EXTRACTED INFORMATION —
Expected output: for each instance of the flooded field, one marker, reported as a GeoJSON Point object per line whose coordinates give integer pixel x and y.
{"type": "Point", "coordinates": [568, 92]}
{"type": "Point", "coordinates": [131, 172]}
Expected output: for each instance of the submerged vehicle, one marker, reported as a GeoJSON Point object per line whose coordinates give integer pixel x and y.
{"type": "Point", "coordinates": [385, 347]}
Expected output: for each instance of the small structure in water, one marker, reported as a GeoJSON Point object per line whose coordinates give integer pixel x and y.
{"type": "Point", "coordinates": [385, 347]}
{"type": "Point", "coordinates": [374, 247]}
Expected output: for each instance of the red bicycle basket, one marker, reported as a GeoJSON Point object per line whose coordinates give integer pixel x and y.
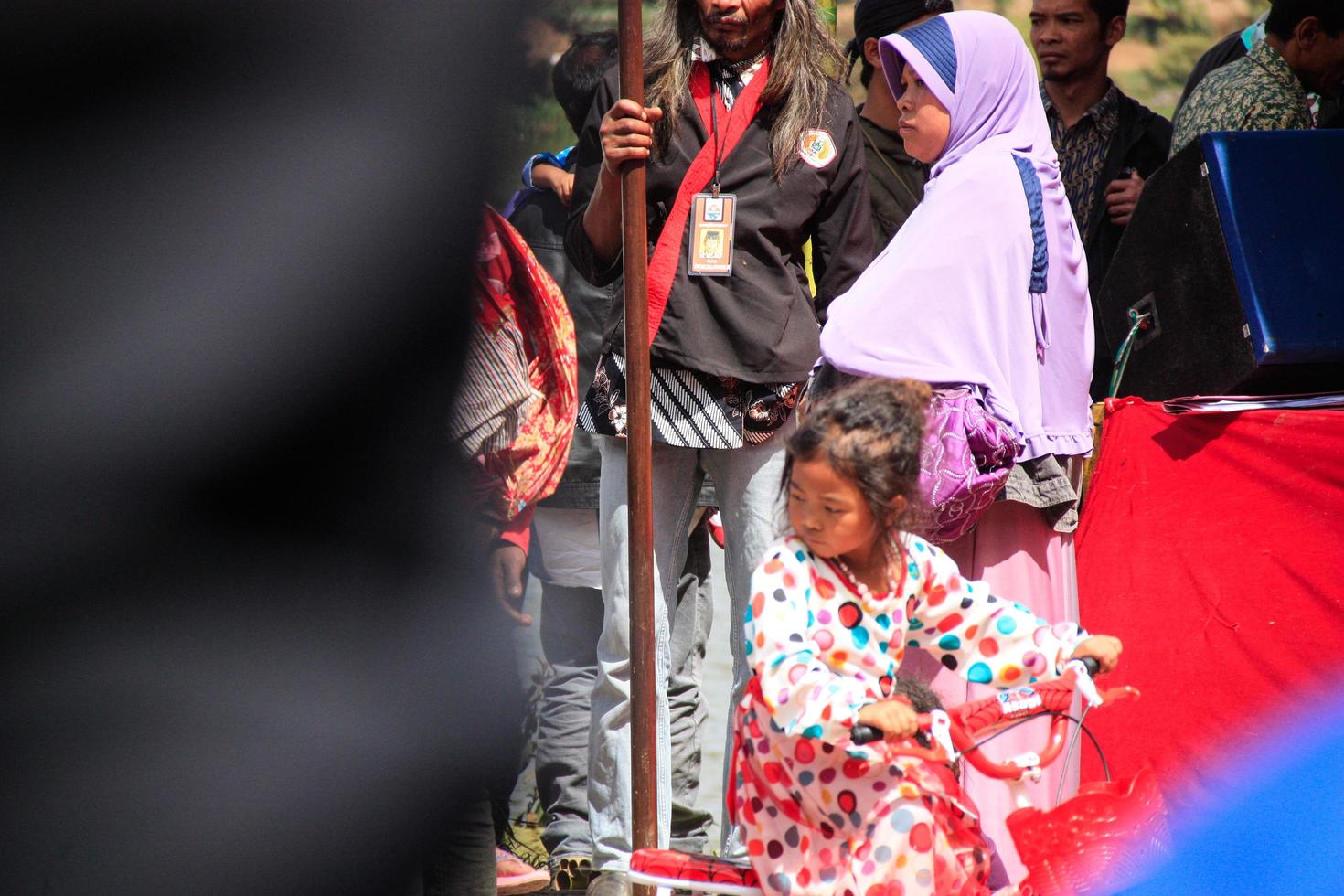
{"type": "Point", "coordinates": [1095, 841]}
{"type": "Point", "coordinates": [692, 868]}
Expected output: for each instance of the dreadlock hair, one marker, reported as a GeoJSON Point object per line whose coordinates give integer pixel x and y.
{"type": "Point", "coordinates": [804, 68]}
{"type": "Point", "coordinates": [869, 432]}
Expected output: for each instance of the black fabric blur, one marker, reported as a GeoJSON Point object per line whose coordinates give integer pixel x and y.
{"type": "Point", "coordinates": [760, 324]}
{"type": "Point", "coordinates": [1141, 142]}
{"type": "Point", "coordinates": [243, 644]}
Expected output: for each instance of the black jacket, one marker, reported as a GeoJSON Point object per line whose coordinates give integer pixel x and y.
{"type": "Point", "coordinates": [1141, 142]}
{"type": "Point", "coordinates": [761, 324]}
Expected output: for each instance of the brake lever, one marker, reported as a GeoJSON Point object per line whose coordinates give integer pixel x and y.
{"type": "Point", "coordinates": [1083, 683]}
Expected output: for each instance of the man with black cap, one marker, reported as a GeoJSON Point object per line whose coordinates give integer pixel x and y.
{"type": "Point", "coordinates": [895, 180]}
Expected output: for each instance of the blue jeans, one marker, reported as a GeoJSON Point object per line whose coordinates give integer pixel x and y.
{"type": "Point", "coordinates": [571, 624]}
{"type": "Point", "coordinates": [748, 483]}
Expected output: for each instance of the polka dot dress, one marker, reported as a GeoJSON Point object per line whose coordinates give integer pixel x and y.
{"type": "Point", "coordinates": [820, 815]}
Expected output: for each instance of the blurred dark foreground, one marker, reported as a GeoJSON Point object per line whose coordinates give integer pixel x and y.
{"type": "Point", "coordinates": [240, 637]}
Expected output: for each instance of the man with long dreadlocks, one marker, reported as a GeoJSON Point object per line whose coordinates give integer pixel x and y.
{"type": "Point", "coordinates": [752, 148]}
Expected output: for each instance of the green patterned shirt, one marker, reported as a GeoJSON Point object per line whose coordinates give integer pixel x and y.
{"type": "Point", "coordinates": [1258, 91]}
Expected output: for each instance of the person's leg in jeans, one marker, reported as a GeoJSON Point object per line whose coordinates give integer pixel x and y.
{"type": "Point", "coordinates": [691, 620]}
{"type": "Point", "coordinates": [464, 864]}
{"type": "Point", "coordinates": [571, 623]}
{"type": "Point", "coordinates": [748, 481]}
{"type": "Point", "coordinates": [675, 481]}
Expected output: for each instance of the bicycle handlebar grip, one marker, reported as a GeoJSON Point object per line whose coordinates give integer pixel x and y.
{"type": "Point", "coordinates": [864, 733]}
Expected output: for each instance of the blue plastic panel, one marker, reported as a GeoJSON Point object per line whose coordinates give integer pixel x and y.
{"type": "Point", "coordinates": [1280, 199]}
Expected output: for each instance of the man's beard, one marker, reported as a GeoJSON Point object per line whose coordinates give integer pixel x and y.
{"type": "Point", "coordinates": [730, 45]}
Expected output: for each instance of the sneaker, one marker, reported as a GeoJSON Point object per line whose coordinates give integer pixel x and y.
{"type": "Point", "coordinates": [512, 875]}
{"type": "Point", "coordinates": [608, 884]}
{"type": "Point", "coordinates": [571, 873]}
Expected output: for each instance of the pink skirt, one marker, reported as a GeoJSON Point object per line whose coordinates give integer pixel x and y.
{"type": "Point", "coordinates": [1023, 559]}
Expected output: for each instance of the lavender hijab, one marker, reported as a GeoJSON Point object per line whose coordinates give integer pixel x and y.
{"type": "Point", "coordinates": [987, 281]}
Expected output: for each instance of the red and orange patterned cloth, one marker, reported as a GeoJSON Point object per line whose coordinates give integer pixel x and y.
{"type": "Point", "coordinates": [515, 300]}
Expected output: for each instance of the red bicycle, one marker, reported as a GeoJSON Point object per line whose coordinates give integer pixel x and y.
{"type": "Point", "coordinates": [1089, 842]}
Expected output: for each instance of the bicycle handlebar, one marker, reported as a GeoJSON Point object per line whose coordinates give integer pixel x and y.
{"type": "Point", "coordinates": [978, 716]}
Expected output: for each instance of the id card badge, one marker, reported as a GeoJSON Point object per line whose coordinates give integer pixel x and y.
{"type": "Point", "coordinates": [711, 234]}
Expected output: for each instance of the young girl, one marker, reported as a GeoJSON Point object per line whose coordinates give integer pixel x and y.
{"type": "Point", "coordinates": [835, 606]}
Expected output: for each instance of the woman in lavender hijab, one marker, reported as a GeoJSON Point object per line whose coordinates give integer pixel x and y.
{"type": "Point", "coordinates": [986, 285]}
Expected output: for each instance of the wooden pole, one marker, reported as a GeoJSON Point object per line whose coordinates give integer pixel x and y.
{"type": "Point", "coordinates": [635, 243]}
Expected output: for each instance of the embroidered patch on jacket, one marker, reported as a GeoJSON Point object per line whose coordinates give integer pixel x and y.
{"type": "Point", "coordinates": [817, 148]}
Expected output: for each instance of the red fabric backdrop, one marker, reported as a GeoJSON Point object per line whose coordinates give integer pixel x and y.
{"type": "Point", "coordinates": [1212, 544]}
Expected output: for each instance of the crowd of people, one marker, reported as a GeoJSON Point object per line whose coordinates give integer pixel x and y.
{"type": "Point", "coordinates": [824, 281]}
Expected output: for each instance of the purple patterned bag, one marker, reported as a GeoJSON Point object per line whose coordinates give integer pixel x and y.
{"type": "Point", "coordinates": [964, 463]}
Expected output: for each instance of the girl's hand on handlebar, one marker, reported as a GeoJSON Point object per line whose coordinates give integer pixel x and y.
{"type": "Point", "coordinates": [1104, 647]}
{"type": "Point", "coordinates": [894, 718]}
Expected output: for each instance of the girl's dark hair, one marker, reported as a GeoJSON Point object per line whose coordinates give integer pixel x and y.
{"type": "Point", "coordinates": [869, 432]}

PROBLEM DESCRIPTION — Drop the images and transcribe the entries above exactly.

COMPLETED EXERCISE —
Expected output: for each instance of the flooded field, one marker, reported as a GeoJSON Point object per line whose coordinates give integer pixel x and y.
{"type": "Point", "coordinates": [568, 92]}
{"type": "Point", "coordinates": [131, 172]}
Expected output: for each instance of the submerged vehicle, one marker, reported as a GeoJSON Point object per line whose coordinates give integer pixel x and y.
{"type": "Point", "coordinates": [385, 347]}
Expected output: for each instance of the small structure in water, one marker, reported as a GeoJSON Point object per line whose coordinates give integer pixel x and y.
{"type": "Point", "coordinates": [385, 347]}
{"type": "Point", "coordinates": [374, 247]}
Expected output: for each instance of the red bicycle basket, one marker, reported as a GeoJSON Point object per line whose coordinates give integer pixel x and y.
{"type": "Point", "coordinates": [1095, 841]}
{"type": "Point", "coordinates": [692, 868]}
Expected output: for each instance of the dreadlock hair, one marker, reported as a GeoJSON Point object per line whose coordinates give integer pixel x and y.
{"type": "Point", "coordinates": [804, 68]}
{"type": "Point", "coordinates": [869, 432]}
Expected output: for each instance of the black fabric blur, one marker, reported as a GeoJSON Point object per line whose coordinates give integer pixel x and y.
{"type": "Point", "coordinates": [760, 324]}
{"type": "Point", "coordinates": [1141, 142]}
{"type": "Point", "coordinates": [243, 644]}
Expected output: for each instance of the black jacket, one marker, reported as a GeoJSON Point object per line whose coordinates give integer pixel x and y.
{"type": "Point", "coordinates": [1141, 142]}
{"type": "Point", "coordinates": [761, 324]}
Expected output: for each instance of the brake lever, one marker, reported as a GeoJSON Point object per line whose coordinates give integer pixel x and y.
{"type": "Point", "coordinates": [1083, 683]}
Expected output: for each instance of the man with black cap, one marker, reported as a GeoJSON Point object per line whose coordinates give integer pixel x and y.
{"type": "Point", "coordinates": [895, 180]}
Expected output: for each instance of the blue jeans, one marker, reported as a GeoJSON Point object per line whose coordinates give integer pixel x and y.
{"type": "Point", "coordinates": [571, 624]}
{"type": "Point", "coordinates": [748, 483]}
Expected output: for each instance of the polka dot dress, one marker, reported as a GeoJSON Point object per line whose coordinates give integer pixel x and y.
{"type": "Point", "coordinates": [820, 815]}
Expected output: for each instance of the blurred dark foreground, one marker, reported as a GeoJSON Point object per line whose coordinates give integer pixel x and y.
{"type": "Point", "coordinates": [240, 637]}
Expected output: for each instance of the man with long dreadlocks, one marker, reported as a GeoJSON Point object per line whose coordinates give integer pixel x and y.
{"type": "Point", "coordinates": [752, 148]}
Expected output: for each instance of the green patterned shirt, one marker, reported as a GeoJSON Point object per line whose coordinates give integer pixel x and y.
{"type": "Point", "coordinates": [1258, 91]}
Expected output: for each instance of the person's leg in jeans, one marker, reported as a GeoJSON Point object per line whose coordinates give integer pixel x and y.
{"type": "Point", "coordinates": [691, 620]}
{"type": "Point", "coordinates": [464, 864]}
{"type": "Point", "coordinates": [571, 623]}
{"type": "Point", "coordinates": [748, 481]}
{"type": "Point", "coordinates": [675, 481]}
Expected output: for each instance of the bicycle handlebar grip, one marker, reported as a GeoJSON Point object per line whose coordinates give integer pixel x and y.
{"type": "Point", "coordinates": [864, 733]}
Expected output: for each instance of the blue plastic panel, one marker, reported as a GeoJSON Point object per line whose coordinates give integer pixel x and y.
{"type": "Point", "coordinates": [1280, 199]}
Expected output: for each instance of the man's beard, one marker, reported as a GeoJSON Point object per line whose coordinates give integer pixel x and y.
{"type": "Point", "coordinates": [730, 45]}
Expected output: for each instance of the sneaker, one marker, reported as a GeoJSON Point object per line whose coordinates give integer pixel x and y.
{"type": "Point", "coordinates": [512, 875]}
{"type": "Point", "coordinates": [608, 884]}
{"type": "Point", "coordinates": [571, 873]}
Expected output: for each instance of the pink skirt, one marker, reported as a GeoJSON Point object per line whose coordinates give integer pixel x and y.
{"type": "Point", "coordinates": [1023, 559]}
Expected output: for each instance of the lavender hijab, one marker, reported as a GeoJSON Point object per line whose coordinates give integer pixel x and y.
{"type": "Point", "coordinates": [987, 281]}
Expected output: for each instance of the red and orange patterned cloth, one marker, reported as a GeoJSON Point object per line whose coordinates give integer pixel x and y.
{"type": "Point", "coordinates": [515, 300]}
Expected output: for each instance of the red bicycle, one marker, reported as a GeoJSON Point object per line whose coordinates give integer pixel x and y.
{"type": "Point", "coordinates": [1089, 842]}
Expected output: for each instance of the bicycle handlebar, one marker, reported as a GeoJSON Point object per line whose coordinates give integer pixel x and y.
{"type": "Point", "coordinates": [978, 716]}
Expected output: for each instance of the id card badge, one marker, reported as a GeoJSON Point object per line whose coordinates give integer pixel x and y.
{"type": "Point", "coordinates": [711, 234]}
Expected output: for each instance of the young girl, one marker, reported as a GeoJSON Point object per line whose coordinates give integer pixel x and y.
{"type": "Point", "coordinates": [835, 606]}
Expected output: for each instance of the woman in lavender hijab, one marker, reported as a GeoJSON Point object per line whose coordinates give integer pixel x and y.
{"type": "Point", "coordinates": [986, 285]}
Expected output: for each instance of the wooden pole, one marker, reported as a GeoJSON Point object per line whose coordinates give integer pixel x and y.
{"type": "Point", "coordinates": [635, 243]}
Expected output: for each instance of the embroidered patch on jacket, one marker, reported as a GeoJSON Point object per line whose coordinates give integer pixel x and y.
{"type": "Point", "coordinates": [817, 148]}
Expected output: for each instance of the red fabric backdrop, one marker, reported as a GeoJSON Point object per line whose coordinates give integer pixel x and y.
{"type": "Point", "coordinates": [1212, 544]}
Expected output: for each instance of the crowd of people, one marker, reported as a GeoJSON Point object per line whose coordinates give integer pixel x and y.
{"type": "Point", "coordinates": [824, 281]}
Expected output: for each instance of the purple patterned bag, one marker, reported as a GeoJSON Point object per line whose coordinates give integer pixel x and y.
{"type": "Point", "coordinates": [964, 463]}
Expected output: for each instance of the girl's hand on handlebar, one marker, reported as a GeoJSON Point object per line whose coordinates give integer pixel x and y.
{"type": "Point", "coordinates": [1104, 647]}
{"type": "Point", "coordinates": [894, 718]}
Expected output: for each instance of the girl's dark hair, one marker, reported as a GeoJSON Point object per line whose coordinates give integer pixel x and y.
{"type": "Point", "coordinates": [869, 432]}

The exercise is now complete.